### Exercise material ###
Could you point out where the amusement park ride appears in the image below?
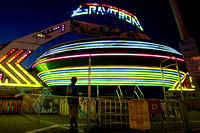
[0,3,195,97]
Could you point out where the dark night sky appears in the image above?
[0,0,200,66]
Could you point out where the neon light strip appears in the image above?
[41,71,180,81]
[15,50,42,87]
[71,3,143,31]
[32,53,184,68]
[38,66,185,87]
[0,83,40,87]
[0,73,3,83]
[0,49,17,63]
[39,40,181,59]
[0,64,21,84]
[6,49,31,84]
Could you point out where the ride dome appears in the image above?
[32,3,186,98]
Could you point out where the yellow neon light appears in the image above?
[7,64,31,84]
[0,64,21,84]
[16,64,42,87]
[38,65,184,76]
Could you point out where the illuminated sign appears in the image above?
[71,3,143,31]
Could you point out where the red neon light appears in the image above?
[102,4,110,7]
[6,49,24,64]
[86,3,99,6]
[15,50,32,64]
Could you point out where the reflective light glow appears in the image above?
[38,66,185,87]
[33,24,65,39]
[0,48,17,63]
[32,53,184,68]
[38,40,181,59]
[71,3,144,31]
[0,73,3,83]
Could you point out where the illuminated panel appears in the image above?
[0,73,3,83]
[32,53,184,68]
[0,49,17,63]
[39,40,181,59]
[15,50,41,87]
[33,24,65,39]
[6,49,31,84]
[0,64,21,85]
[71,3,144,31]
[38,66,184,87]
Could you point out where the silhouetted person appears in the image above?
[67,77,80,131]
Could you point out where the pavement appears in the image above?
[0,114,83,133]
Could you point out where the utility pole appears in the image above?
[170,0,200,99]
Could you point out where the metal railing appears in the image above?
[21,95,200,133]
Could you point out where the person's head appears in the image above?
[71,77,77,84]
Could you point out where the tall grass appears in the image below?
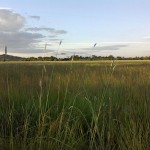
[0,62,150,150]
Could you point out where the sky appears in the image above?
[0,0,150,57]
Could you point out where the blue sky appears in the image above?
[0,0,150,57]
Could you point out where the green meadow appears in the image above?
[0,61,150,150]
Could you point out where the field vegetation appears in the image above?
[0,61,150,150]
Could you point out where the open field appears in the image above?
[0,61,150,150]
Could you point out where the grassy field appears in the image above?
[0,61,150,150]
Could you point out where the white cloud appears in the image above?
[0,9,25,32]
[0,8,67,53]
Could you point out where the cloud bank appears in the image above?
[0,8,67,53]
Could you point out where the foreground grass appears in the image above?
[0,61,150,150]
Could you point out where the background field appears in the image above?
[0,61,150,150]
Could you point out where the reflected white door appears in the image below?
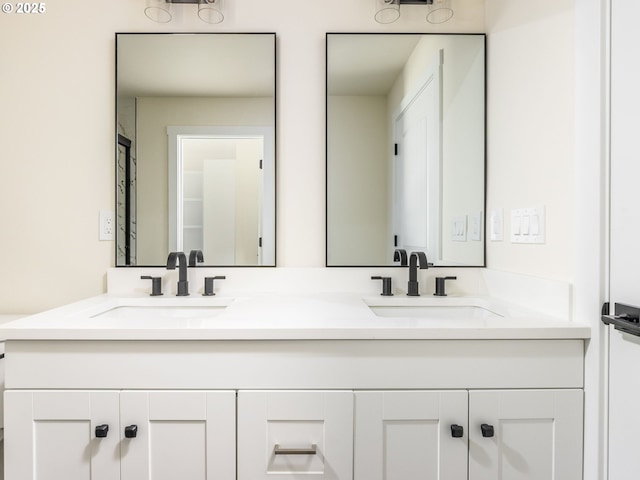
[393,53,442,260]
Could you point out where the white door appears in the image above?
[354,390,468,480]
[609,0,640,480]
[393,53,442,260]
[120,391,236,480]
[4,391,120,480]
[469,390,583,480]
[238,391,353,480]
###
Exercise directions
Quote every record above exactly, leaving out the pictures.

Response to the task
Could you point out where the amusement park ride appears in the image below?
[0,3,195,97]
Could you point out where the dark night sky appears in the image above?
[0,0,200,66]
Could you point out where the neon light strip appears in the image above?
[41,71,180,81]
[15,50,42,87]
[71,3,143,31]
[32,53,184,68]
[38,66,185,87]
[0,83,40,87]
[0,73,3,83]
[0,49,17,63]
[39,40,181,59]
[0,64,21,84]
[6,49,31,84]
Could you point out where the ride dome appears in the image above?
[32,3,186,98]
Could you point out where the yellow neon light appears in the image above?
[7,64,31,84]
[0,64,21,84]
[16,64,42,87]
[38,65,184,76]
Could you point out where the illuminated sign appears in the image above?
[71,3,143,31]
Could you point out where the red neon light appears in the image above?
[102,4,110,7]
[6,49,24,64]
[86,3,99,6]
[15,50,32,64]
Could you point out where the reflective light glow appears in the image above?
[38,66,185,87]
[33,24,65,39]
[0,48,17,63]
[32,53,184,68]
[38,40,181,59]
[71,3,144,31]
[0,73,3,83]
Could you point out where the illuminated panel appears in the image above?
[0,73,3,83]
[32,53,184,68]
[0,49,17,63]
[39,40,181,59]
[15,50,41,87]
[33,24,65,39]
[6,49,31,84]
[0,64,21,85]
[71,3,144,31]
[38,66,184,87]
Could you point out where the silhouetted person appears in the image above?
[67,77,80,131]
Could you point out where the pavement appears in the image above?
[0,114,83,133]
Could you point out where the utility pole appears in the image above?
[170,0,200,99]
Could you point out where the metal railing appears in the image above?
[21,95,200,133]
Could you point out where the person's head appears in the image above?
[71,77,77,84]
Could you point out where the tall grass appears in the image below?
[0,62,150,150]
Could you point out where the sky appears in the image above?
[0,0,150,57]
Could you point out where the blue sky appears in the image above?
[0,0,150,57]
Could you point out where the green meadow appears in the image above?
[0,61,150,150]
Could you point out where the field vegetation appears in the image above?
[0,61,150,150]
Could you point out where the open field appears in the image above?
[0,61,150,150]
Could you point out where the grassy field appears in the image above?
[0,61,150,150]
Could you point out where the white cloud appears in the image above?
[0,9,25,32]
[0,8,67,53]
Could you point out where the cloud bank appears in the image above?
[0,8,67,53]
Could you point out where the foreground grass appears in the image above?
[0,61,150,150]
Could you point out where the background field appears in the image above?
[0,61,150,150]
Could you point out where the reflected white door appears in the image below?
[393,53,442,260]
Could you point out where the white door appears in the image above?
[354,390,468,480]
[609,0,640,480]
[393,53,442,260]
[120,391,236,480]
[4,391,120,480]
[469,390,583,480]
[238,391,353,480]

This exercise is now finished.